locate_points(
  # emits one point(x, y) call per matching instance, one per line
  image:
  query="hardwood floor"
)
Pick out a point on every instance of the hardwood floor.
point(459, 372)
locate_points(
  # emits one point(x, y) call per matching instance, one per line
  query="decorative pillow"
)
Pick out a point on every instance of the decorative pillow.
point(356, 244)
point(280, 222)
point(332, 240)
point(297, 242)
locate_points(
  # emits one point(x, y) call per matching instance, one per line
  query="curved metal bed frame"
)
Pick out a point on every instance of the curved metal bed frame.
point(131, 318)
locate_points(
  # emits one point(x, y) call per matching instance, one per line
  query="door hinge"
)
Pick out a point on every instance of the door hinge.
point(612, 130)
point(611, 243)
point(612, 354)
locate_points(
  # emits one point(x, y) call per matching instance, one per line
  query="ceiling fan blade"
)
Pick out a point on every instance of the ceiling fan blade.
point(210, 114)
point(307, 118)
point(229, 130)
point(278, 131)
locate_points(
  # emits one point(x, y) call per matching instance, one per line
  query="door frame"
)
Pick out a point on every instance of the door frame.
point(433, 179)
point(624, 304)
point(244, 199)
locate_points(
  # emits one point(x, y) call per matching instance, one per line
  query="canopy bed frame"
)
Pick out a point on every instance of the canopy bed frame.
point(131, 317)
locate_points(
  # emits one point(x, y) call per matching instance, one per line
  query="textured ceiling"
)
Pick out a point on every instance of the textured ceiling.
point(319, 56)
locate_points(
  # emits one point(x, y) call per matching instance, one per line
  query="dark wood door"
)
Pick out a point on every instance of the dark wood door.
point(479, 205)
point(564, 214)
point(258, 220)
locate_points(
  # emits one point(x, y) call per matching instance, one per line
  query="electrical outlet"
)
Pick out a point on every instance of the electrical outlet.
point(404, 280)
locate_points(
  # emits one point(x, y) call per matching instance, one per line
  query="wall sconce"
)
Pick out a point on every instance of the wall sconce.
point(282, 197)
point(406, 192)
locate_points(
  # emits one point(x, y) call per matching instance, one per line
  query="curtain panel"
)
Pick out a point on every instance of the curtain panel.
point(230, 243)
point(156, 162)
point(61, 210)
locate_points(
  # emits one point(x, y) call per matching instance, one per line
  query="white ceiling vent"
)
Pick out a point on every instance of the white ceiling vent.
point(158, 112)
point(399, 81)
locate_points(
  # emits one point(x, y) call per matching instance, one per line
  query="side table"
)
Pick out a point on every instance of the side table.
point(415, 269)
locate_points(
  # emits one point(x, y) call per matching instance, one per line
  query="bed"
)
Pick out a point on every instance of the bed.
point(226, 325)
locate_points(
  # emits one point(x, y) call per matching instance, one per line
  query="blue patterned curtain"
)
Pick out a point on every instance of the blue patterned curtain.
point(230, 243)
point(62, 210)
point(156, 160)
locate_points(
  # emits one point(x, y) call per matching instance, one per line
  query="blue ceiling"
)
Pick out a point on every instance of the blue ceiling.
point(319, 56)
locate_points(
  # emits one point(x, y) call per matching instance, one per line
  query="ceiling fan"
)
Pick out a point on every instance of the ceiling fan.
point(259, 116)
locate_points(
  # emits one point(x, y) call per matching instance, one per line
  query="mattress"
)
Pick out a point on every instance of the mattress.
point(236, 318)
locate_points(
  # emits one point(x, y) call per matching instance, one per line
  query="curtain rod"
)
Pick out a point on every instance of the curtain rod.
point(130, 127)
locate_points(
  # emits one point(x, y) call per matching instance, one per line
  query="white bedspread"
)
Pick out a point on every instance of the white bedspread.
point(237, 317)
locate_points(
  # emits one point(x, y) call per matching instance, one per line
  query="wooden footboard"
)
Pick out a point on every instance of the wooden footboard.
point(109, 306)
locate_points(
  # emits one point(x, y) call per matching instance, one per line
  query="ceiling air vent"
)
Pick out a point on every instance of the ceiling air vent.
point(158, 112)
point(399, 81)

***

#### TASK DESCRIPTION:
Would you return the entries exactly as they stand?

#### SOLUTION FOR THIS PROBLEM:
locate_points(
  # emits one point(x, y) call per matching instance, one per line
  image:
  query="hardwood floor"
)
Pick out a point on every instance of the hardwood floor.
point(459, 372)
locate_points(
  # emits one point(x, y) call per matching instance, one per line
  query="decorative pillow"
)
Pick out a point on every instance of the decorative pillow.
point(356, 244)
point(280, 222)
point(332, 240)
point(297, 242)
locate_points(
  # emits one point(x, y) call per matching instance, one per line
  query="curved metal bed frame"
)
Pick out a point on every instance of the curved metal bed frame.
point(131, 318)
locate_points(
  # emits one point(x, y) call per matching instance, one per line
  query="door hinge"
)
Pick out a point on every instance of the door hinge.
point(612, 130)
point(611, 243)
point(612, 354)
locate_points(
  # emits one point(x, y) call per matching instance, one per line
  query="ceiling fan blade"
)
Pick out a point on every instance of the ceiling fan blade.
point(210, 114)
point(307, 118)
point(229, 130)
point(278, 131)
locate_points(
  # emits one point(x, y) call per matching instance, one per line
  query="door frame"
)
Pick out a point on every instance of the door frame.
point(433, 179)
point(624, 304)
point(244, 199)
locate_points(
  # emits one point(x, y) call per matching instance, one per line
  query="canopy bed frame"
)
Pick out a point on every instance of the canopy bed frame.
point(131, 317)
locate_points(
  # emits one point(x, y) call per matching instance, one per line
  query="textured ceiling"
)
Pick out a point on every instance of the textured ceiling.
point(319, 56)
locate_points(
  # emits one point(x, y) call per matching instance, one per line
  query="dark wood door"
)
Pick out a point on every instance of the dark wood door.
point(479, 205)
point(564, 214)
point(258, 220)
locate_points(
  # emits one point(x, y) call per matching instance, one per line
  query="electrical outlet"
)
Pick out a point on every instance of the electrical outlet.
point(404, 280)
locate_points(
  # emits one point(x, y) call per matching instance, one per line
  query="wall sconce"
)
Pick out a point on every instance of the wall sconce.
point(282, 197)
point(406, 192)
locate_points(
  # emits one point(x, y) call per matching instance, one per line
  query="curtain panel"
)
Pick out a point on every instance of the curtain panel.
point(230, 243)
point(156, 162)
point(61, 210)
locate_points(
  # emits one point(x, y) call per matching instance, one per line
  query="white ceiling vent"
)
Pick out a point on every instance of the white ceiling vent.
point(158, 112)
point(399, 81)
locate_points(
  # emits one point(x, y) call per matching instance, one per line
  query="side table"
)
Pick out a point on every instance of the side table.
point(415, 269)
locate_points(
  # emits one point(x, y) call per matching instance, one per line
  query="bed"
)
Pick out a point on every instance of the bed.
point(226, 325)
locate_points(
  # emits one point(x, y) call per matching instance, one per line
  query="blue patterned curtain"
)
Pick out a point on every instance of the blue patterned curtain.
point(230, 243)
point(62, 210)
point(156, 160)
locate_points(
  # emits one point(x, y) call per matching instance, one per line
  query="blue ceiling"
)
Pick out a point on every instance of the blue ceiling.
point(319, 56)
locate_points(
  # emits one point(x, y) call per matching instance, one per line
  query="ceiling fan"
)
Pick out a point on every instance of the ceiling fan.
point(259, 116)
locate_points(
  # emits one point(x, y) call per matching instance, one per line
  query="mattress"
)
Pick out a point on every instance of the mattress.
point(236, 318)
locate_points(
  # emits one point(x, y) call per matching instance, one per line
  query="curtain rod"
)
Pick out a point on every instance of the curtain rod.
point(130, 127)
locate_points(
  # emits one point(x, y) call per matching instance, one per line
  query="white bedspread"
)
Pick out a point on every instance of the white bedspread.
point(237, 317)
locate_points(
  # emits one point(x, y) call per matching instance, one per line
  query="wooden footboard"
)
Pick out a point on every instance of the wooden footboard.
point(109, 306)
locate_points(
  # emits one point(x, y) call per matching instance, one per line
  query="ceiling air vent"
)
Pick out a point on every instance of the ceiling air vent.
point(158, 112)
point(399, 81)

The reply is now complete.